(Coordinate annotation records)
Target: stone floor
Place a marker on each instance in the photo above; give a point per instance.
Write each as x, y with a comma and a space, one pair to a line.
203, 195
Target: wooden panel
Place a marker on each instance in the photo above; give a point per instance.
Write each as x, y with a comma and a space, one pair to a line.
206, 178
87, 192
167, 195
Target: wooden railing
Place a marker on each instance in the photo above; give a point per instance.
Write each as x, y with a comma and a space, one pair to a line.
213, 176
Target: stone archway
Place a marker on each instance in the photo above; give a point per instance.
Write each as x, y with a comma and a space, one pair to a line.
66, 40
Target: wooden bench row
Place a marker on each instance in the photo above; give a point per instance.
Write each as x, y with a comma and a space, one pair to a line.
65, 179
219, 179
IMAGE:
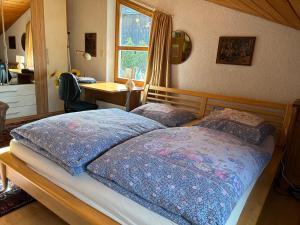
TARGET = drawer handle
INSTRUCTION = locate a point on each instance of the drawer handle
(13, 102)
(7, 91)
(13, 113)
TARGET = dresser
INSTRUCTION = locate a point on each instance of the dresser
(21, 100)
(293, 148)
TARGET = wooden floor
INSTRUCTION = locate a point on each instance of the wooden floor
(279, 210)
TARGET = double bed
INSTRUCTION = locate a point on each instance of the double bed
(84, 200)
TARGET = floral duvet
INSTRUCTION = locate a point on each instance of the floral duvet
(189, 175)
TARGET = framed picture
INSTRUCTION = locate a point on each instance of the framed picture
(12, 42)
(91, 44)
(236, 50)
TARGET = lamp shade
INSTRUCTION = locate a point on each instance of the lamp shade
(20, 59)
(87, 56)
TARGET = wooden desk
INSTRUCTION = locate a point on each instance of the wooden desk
(23, 77)
(112, 93)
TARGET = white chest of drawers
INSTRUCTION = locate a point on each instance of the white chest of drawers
(20, 98)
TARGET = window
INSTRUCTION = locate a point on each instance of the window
(132, 41)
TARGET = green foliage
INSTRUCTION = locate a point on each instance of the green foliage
(135, 60)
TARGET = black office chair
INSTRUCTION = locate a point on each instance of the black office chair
(69, 92)
(3, 77)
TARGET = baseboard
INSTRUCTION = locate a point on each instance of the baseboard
(33, 117)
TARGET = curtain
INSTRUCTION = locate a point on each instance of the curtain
(159, 60)
(29, 47)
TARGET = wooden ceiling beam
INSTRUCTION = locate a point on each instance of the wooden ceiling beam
(13, 10)
(285, 12)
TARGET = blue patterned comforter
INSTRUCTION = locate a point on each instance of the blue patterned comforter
(189, 175)
(73, 140)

OBJECTIVE
Copy all the lines of data exactly as they appear, dropping any images.

SOLUTION BELOW
Target: stone floor
Place a marker on each instance in the photo above; give a point per instance.
Write each as x, y with a comma and a space, one pair to a line.
203, 195
Target: wooden panel
Place a marker on each instance in the photo above; give a point per instance.
Write each as x, y with a comma and a space, one pair to a line.
206, 178
87, 192
167, 195
Target: wooden railing
Place a marker on each instance in the photo above; give a point per instance.
Write each as x, y with a comma and a space, one pair to a line.
213, 176
Target: stone archway
Place a marker on each instance in the photo above; give a point per instance.
Write each as x, y with a comma and a space, one pair to a line.
66, 40
Target: wooden bench row
Place a marker on each instance in the photo above; give a point per instance.
Write each as x, y with a comma and a space, one pair to a line.
65, 179
219, 179
IMAGE:
TARGET = drawer handle
INSTRUCTION = locate a point on each instance of the drawer handle
(13, 102)
(7, 91)
(13, 113)
TARGET = dresser
INSTRUCTION = locate a point on each instance of the dresser
(21, 100)
(293, 148)
TARGET = wooden floor
INSTRUCTION = locate a point on each instance of the wooden floor
(279, 210)
TARGET = double bed
INSTRUCTION = locate a point on each instance of the double bed
(84, 200)
TARGET = floral duvet
INSTRUCTION = locate a point on each instance of the floral duvet
(189, 175)
TARGET = framed picture
INSTRUCTION = locate a point on each instance of the framed picture
(12, 42)
(91, 44)
(236, 50)
TARGET = lamp shade
INSTRUCTION = locate a point on each instance of the lamp shade
(20, 59)
(87, 56)
TARGET = wooden desk
INSTRUCTION = locate a point on each instance of the wooden desk
(23, 77)
(112, 93)
TARGET = white chest of drawers
INSTRUCTION = locate a point on each instance of the white chest of drawers
(20, 98)
TARGET = window
INSTRUCTION = locate a point on each instance of the window
(132, 41)
TARGET = green foliage
INSTRUCTION = locate a point on each instance of the green foliage
(135, 60)
TARGET = black office chair
INSTRUCTION = locate a point on each instance of the black office chair
(69, 92)
(3, 77)
TARGET = baseboard
INSTRUCTION = locate a point on each instance of the baseboard
(33, 117)
TARGET = curtain
INSTRUCTION = locate a point on each instance of the curtain
(159, 60)
(29, 47)
TARGET = wooden ceiling beam
INSTRUCTION = locate a point on each instance of the wooden ceiling beam
(13, 10)
(285, 12)
TARGET = blue patterned comforter
INSTRUCTION = locate a point on each instance of the blue patterned comforter
(189, 175)
(73, 140)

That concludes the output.